═══ Testo dell'esercizio ═══
SPORT SENZA DOPING informare per prevenire
Uno dei sintomi principali e più comuni delle patologie neoplastiche è rappresentato dall’affaticamento (stanchezza/astenia), che può essere causato sia dalla malattia che dagli effetti avversi della terapia. La stanchezza causata da cancro si differenzia da quella “normale” dovuta a mancanza di sonno/riposo o da quella da superlavoro perché è più grave, persistente, invalidante e non può essere alleviata dal riposo. Malgrado la frequenza e l’impatto negativo, l’affaticamento è spesso sottovalutato e sotto-trattato dai clinici.
La terapia dell’affaticamento può essere multidisciplinare e può avvalersi sia di approcci farmacologici classici che di strategie non convenzionali o incrementando l’attività fisica.
═══ Estratti dell'elenco ═══
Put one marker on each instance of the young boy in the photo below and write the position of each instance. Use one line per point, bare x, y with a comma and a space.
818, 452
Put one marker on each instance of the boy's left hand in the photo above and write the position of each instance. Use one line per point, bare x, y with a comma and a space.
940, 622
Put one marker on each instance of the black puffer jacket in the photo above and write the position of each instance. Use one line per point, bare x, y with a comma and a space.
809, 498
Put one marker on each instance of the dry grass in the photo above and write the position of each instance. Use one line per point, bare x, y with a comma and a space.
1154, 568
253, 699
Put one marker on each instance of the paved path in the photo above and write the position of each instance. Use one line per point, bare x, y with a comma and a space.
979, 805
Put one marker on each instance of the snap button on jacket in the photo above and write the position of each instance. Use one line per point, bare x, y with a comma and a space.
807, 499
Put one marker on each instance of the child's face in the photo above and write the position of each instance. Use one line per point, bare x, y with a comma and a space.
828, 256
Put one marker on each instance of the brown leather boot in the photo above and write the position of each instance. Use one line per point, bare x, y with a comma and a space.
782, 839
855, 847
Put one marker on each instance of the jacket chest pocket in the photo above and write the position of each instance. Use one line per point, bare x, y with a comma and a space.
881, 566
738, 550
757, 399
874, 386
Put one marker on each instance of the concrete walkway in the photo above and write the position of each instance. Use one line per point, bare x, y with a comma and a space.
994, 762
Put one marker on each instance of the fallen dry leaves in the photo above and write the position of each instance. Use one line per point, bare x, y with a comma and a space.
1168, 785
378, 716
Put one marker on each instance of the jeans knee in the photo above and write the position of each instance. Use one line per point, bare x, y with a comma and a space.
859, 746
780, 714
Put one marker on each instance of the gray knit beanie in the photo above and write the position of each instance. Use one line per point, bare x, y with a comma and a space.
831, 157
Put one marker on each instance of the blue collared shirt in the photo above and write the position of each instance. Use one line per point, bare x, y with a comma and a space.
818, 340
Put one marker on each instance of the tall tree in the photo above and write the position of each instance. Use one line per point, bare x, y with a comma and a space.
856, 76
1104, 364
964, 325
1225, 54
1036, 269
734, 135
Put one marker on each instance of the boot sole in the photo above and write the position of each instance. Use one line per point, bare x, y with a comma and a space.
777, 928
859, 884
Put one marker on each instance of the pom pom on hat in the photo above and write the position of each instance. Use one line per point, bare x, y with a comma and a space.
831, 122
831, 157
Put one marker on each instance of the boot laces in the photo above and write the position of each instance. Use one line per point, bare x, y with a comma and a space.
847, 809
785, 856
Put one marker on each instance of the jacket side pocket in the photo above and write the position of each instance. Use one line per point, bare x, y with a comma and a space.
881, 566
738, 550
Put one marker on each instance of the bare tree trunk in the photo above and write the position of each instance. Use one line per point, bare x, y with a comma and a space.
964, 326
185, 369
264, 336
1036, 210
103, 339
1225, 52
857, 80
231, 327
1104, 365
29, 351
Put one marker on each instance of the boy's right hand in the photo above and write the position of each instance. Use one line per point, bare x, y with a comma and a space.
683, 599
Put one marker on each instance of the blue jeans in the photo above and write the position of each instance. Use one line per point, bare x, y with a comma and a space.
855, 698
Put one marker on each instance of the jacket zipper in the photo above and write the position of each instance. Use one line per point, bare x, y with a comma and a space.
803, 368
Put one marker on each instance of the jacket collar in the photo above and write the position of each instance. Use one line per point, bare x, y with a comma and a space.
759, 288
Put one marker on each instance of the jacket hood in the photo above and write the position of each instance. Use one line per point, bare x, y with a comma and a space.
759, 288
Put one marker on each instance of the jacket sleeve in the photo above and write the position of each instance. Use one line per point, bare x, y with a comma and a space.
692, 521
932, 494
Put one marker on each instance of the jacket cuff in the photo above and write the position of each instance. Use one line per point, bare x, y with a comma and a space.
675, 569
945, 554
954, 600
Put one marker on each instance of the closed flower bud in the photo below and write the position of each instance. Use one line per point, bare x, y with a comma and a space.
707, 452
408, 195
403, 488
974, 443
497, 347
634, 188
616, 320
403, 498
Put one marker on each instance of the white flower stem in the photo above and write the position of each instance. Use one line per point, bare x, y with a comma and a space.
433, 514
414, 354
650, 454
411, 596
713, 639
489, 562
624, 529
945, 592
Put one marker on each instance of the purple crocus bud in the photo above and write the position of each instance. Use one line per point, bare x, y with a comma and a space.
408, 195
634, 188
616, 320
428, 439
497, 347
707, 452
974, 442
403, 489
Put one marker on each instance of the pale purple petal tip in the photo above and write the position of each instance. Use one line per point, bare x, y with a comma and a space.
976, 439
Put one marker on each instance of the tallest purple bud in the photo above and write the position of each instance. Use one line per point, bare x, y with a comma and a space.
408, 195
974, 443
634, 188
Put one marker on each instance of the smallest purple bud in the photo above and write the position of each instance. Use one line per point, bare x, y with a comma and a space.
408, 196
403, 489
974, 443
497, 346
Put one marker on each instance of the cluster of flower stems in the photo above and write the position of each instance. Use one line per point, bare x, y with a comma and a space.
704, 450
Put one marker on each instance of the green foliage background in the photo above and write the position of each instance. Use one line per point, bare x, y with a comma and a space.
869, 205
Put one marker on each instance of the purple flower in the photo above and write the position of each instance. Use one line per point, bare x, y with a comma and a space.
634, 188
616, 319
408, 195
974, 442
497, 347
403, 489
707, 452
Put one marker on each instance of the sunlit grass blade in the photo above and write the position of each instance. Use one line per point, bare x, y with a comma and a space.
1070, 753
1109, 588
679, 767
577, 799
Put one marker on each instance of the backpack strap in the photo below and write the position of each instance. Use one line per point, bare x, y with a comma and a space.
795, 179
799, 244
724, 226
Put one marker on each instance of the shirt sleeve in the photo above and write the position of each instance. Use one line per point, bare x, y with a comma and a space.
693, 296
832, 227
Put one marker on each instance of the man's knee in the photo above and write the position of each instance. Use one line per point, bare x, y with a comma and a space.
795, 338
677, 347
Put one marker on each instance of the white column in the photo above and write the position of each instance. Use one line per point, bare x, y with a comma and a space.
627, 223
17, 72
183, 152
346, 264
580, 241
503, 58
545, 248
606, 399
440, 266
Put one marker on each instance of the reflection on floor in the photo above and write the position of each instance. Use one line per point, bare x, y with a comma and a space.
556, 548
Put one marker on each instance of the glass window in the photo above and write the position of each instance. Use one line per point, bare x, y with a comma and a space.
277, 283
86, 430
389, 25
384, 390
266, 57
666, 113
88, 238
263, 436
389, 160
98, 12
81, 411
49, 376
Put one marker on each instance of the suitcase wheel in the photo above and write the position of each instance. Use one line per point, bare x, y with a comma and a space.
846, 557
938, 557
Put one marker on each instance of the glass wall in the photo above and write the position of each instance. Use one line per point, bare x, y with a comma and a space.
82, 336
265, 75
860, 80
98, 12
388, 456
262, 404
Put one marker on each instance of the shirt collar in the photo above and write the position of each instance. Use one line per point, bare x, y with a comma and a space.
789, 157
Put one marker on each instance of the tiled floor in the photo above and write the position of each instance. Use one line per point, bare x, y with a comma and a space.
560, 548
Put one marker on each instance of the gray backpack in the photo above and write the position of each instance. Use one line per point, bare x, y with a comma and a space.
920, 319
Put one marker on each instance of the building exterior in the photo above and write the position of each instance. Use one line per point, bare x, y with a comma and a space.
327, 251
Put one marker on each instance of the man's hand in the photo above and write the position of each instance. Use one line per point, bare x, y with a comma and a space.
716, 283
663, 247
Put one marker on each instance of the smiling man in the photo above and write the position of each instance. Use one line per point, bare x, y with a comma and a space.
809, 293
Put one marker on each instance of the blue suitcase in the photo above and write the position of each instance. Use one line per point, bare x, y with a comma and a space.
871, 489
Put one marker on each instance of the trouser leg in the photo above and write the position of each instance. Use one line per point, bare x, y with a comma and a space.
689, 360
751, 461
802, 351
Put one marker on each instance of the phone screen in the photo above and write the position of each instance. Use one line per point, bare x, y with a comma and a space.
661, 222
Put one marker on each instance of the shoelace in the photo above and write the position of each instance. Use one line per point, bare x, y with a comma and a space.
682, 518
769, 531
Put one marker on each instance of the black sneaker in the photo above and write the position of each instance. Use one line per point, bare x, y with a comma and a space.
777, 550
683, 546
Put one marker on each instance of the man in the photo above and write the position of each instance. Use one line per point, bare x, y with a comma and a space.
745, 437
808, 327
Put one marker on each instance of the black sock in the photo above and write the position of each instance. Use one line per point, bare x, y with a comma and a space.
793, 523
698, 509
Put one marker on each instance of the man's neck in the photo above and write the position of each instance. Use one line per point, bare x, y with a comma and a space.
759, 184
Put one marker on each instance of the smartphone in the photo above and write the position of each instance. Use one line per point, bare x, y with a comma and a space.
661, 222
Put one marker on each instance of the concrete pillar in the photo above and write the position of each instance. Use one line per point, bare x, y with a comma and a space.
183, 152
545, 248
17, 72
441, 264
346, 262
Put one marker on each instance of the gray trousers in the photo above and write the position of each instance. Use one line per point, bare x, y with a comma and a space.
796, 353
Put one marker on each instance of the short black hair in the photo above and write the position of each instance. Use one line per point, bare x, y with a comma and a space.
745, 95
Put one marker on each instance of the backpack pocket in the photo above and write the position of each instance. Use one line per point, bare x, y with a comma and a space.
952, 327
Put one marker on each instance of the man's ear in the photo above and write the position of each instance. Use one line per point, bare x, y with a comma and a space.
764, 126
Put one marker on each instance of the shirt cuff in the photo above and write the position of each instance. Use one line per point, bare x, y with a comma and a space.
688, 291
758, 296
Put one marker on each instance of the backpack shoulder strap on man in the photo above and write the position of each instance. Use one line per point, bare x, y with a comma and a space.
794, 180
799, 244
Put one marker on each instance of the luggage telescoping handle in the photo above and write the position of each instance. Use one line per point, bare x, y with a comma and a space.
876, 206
═══
§ Compiti dell'esercizio
1. Rispondi a queste domande sul testo sull'affaticamento:
(a) Da che cosa può essere causato l'affaticamento nelle patologie neoplastiche?
(b) In che cosa la stanchezza causata da cancro si differenzia da quella "normale"?
(c) Di quali approcci può avvalersi la terapia dell'affaticamento?
2. Trascrivi dal testo sull'affaticamento il passo da "La terapia dell’affaticamento" fino a "incrementando l’attività fisica.".
L'elenco non ha alcun legame con il testo sull'affaticamento.

§ Risposte ai compiti
1.
(a) Sia dalla malattia sia dagli effetti avversi della terapia.
(b) È più grave, persistente e invalidante, e non può essere alleviata dal riposo.
(c) Di approcci farmacologici classici, di strategie non convenzionali o dell'incremento dell'attività fisica.

2.
La terapia dell’affaticamento può essere multidisciplinare e può avvalersi sia di approcci farmacologici classici che di strategie non convenzionali o incrementando l’attività fisica.